## What you should do
Write out all of the entries exactly as given.

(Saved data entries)
====

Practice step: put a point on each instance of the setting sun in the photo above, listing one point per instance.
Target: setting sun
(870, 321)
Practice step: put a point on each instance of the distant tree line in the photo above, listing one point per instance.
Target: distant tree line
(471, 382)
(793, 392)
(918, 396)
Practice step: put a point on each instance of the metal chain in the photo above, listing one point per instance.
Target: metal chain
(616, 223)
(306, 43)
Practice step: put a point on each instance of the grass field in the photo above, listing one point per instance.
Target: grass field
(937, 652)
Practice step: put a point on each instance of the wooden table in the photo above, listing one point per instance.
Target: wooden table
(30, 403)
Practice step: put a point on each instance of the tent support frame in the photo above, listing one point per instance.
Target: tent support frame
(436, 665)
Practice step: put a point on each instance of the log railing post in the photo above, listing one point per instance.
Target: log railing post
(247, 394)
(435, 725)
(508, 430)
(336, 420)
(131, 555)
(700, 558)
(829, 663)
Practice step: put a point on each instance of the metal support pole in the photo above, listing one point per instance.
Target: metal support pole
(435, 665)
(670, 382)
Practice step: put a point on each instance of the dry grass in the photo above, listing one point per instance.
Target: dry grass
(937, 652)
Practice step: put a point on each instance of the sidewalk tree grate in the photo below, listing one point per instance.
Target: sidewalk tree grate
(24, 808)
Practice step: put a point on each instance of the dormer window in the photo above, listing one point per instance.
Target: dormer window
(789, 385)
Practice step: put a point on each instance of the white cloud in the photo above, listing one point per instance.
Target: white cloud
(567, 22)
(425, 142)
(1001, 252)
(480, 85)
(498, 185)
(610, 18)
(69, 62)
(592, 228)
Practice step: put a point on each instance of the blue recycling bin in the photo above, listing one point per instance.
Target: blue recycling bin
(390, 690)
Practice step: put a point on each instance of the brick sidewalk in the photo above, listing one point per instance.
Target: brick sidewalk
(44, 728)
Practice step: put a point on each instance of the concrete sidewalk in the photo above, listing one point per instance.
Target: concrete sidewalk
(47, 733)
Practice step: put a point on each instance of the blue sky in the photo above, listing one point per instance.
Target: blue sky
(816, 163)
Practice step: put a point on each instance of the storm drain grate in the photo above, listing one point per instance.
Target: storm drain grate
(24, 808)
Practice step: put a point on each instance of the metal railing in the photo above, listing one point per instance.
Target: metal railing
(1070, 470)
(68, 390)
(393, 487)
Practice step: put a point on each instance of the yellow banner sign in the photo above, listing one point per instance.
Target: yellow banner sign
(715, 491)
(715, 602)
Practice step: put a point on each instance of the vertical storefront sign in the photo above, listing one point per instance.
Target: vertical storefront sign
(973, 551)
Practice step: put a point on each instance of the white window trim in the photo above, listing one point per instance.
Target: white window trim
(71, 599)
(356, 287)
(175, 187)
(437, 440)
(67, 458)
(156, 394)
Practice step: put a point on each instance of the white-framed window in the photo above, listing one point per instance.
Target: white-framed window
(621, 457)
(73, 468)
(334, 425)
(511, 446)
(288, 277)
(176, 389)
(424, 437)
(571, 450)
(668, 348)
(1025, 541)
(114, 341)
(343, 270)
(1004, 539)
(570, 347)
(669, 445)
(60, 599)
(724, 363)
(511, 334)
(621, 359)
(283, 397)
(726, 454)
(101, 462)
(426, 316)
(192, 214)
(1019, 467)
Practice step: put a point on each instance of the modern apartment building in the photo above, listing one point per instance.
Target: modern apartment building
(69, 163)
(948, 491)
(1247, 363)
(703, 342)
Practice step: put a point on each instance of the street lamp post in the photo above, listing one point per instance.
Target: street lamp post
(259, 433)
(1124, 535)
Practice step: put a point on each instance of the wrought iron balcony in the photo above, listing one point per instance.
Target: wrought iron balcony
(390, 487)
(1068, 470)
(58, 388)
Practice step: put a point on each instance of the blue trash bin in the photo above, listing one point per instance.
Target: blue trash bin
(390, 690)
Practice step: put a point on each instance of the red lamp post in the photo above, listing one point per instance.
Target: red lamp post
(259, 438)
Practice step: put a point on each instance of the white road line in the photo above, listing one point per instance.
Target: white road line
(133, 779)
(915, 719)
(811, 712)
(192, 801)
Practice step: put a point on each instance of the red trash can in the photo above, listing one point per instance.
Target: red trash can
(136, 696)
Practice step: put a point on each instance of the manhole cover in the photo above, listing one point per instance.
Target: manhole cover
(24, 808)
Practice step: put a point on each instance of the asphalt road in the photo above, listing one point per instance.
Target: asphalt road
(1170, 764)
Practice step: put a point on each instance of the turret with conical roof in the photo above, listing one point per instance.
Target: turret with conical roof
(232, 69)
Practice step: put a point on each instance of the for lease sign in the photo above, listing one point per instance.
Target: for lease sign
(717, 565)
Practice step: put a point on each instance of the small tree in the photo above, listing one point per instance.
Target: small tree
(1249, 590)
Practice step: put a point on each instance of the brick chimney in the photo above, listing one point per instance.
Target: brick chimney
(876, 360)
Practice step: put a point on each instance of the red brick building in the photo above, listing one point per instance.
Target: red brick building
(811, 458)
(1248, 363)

====

## Task output
Practice step: put a point on each instance of the setting sun in the photo above, listing one point per instance.
Target: setting sun
(870, 321)
Practice step: put a point on each instance of the distant tree line in the photo above, listing one point per instance.
Target: distant tree line
(471, 382)
(793, 392)
(918, 396)
Practice step: put a point on each instance of the metal chain in the photo above, listing one point per instance.
Target: metal chain
(616, 223)
(306, 43)
Practice step: put a point on each instance of the grass field in the photo above, listing one point per instance.
Target: grass field
(937, 652)
Practice step: put a point on each instance of the wooden table in the photo above, listing one point per instance.
Target: wooden table
(30, 403)
Practice step: put a point on each instance of the tent support frame in the photo above, listing one point per instance.
Target: tent support frame
(436, 665)
Practice step: put a point on each instance of the log railing post in the photo above, listing one point per instance.
Target: log railing post
(247, 394)
(435, 725)
(508, 430)
(336, 420)
(131, 555)
(700, 558)
(829, 663)
Practice step: put a point on each instance of the metal support pole in the photo above, listing one point per instance.
Target: metal support pole
(435, 665)
(670, 382)
Practice step: put a point on each instance of the dry grass in the photo above, listing one point per instance.
Target: dry grass
(937, 652)
Practice step: put a point on each instance of the sidewalk tree grate in the photo below, listing one point per instance.
Target: sidewalk tree grate
(24, 808)
Practice step: put a point on each instance of the dormer window in the photo above, listing one point per instance.
Target: dormer window
(789, 385)
Practice step: put a point on each instance of the white cloud in the photo above, listing one point per instance.
Target: white cloud
(567, 22)
(425, 142)
(1001, 252)
(480, 85)
(498, 185)
(610, 18)
(69, 62)
(592, 228)
Practice step: put a point on each instance of the blue recycling bin in the photo above, listing one point per instance.
Target: blue recycling bin
(390, 690)
Practice step: put a point on each instance of the brick sidewalk in the photo above, listing one point per instance.
Target: brick sidewalk
(44, 728)
Practice step: put a point on each instance of the concrete sidewalk in the photo above, listing one point per instance.
Target: concrete sidewalk
(47, 733)
Practice step: put a point on each instance of the blue sky in the photo above, listing one point per instance.
Target: blue sky
(816, 163)
Practice step: put a point on each instance of the storm drain grate in the photo above, listing one point per instance.
Target: storm drain grate
(24, 808)
Practice step: put a point on each instance of the metal railing in the photo above, listing one point per instance.
Target: metal railing
(1070, 470)
(68, 390)
(393, 487)
Practice step: put a point on each instance of the yellow banner sign in the photo above, listing one point per instance.
Target: yellow banner sign
(715, 491)
(715, 602)
Practice step: put a point on each instance of the vertical storefront sign in the photo above, listing one point per instance.
Target: vertical storefront sign
(973, 551)
Practice step: put a point on each instance of the white window trim in the photo above, listing one point per instance.
Target: white window trim
(71, 599)
(356, 287)
(175, 187)
(437, 440)
(67, 458)
(156, 394)
Practice step: put a point on each instance of the white-framed window in the photo above, listing one point per instance.
Target: white-framed window
(621, 457)
(73, 468)
(334, 425)
(511, 446)
(288, 277)
(176, 389)
(424, 437)
(571, 450)
(668, 348)
(1025, 541)
(114, 341)
(343, 270)
(1004, 539)
(570, 347)
(669, 445)
(60, 599)
(724, 363)
(511, 334)
(621, 359)
(283, 397)
(726, 454)
(101, 462)
(426, 316)
(192, 214)
(1019, 467)
Practice step: put a point on each instance of the modern apartment building in the photo above, listing one point per instance.
Target: modern apartment building
(69, 163)
(948, 491)
(1247, 363)
(703, 342)
Practice step: put a point on each instance of the street lamp post in the photo above, listing one point per instance.
Target: street lamp post
(259, 433)
(1124, 535)
Practice step: put a point on each instance of the wrought iron balcony in the photo above, listing one point per instance.
Target: wrought iron balcony
(390, 487)
(1068, 470)
(58, 388)
Practice step: put a point on each instance of the blue trash bin in the photo above, listing one point per instance.
Target: blue trash bin
(390, 690)
Practice step: put a point on each instance of the red lamp post in the photo above, listing one point per instance.
Target: red lamp post
(259, 438)
Practice step: put a point on each instance of the white road line in the photo above, listing one point per instance.
Target: white road line
(133, 779)
(915, 719)
(811, 712)
(192, 801)
Practice step: put a point on each instance of the red trash can in the photo above, listing one point per instance.
Target: red trash can
(136, 696)
Practice step: put a point on each instance of the manhole cover in the photo above, listing one point per instance.
Target: manhole cover
(24, 808)
Practice step: put a point on each instance of the asphalt road in the photo above, listing one point per instance.
Target: asphalt road
(1170, 764)
Practice step: put a point on each instance of the turret with conical roof in the photo above, listing one point per instance.
Target: turret with conical roof
(232, 69)
Practice step: put a point on each instance of the for lease sign in the photo above, listing one point per instance.
Target: for lease sign
(717, 565)
Practice step: put a point on each instance of the small tree in the photo above, listing one point per instance.
Target: small tree
(1249, 590)
Practice step: put a point on each instance of the brick chimney in the photo above, listing one point per instance.
Target: brick chimney
(876, 360)
Practice step: put a point on each instance of the red brick building in the photo above, listing one point per instance.
Target: red brick building
(811, 458)
(1248, 363)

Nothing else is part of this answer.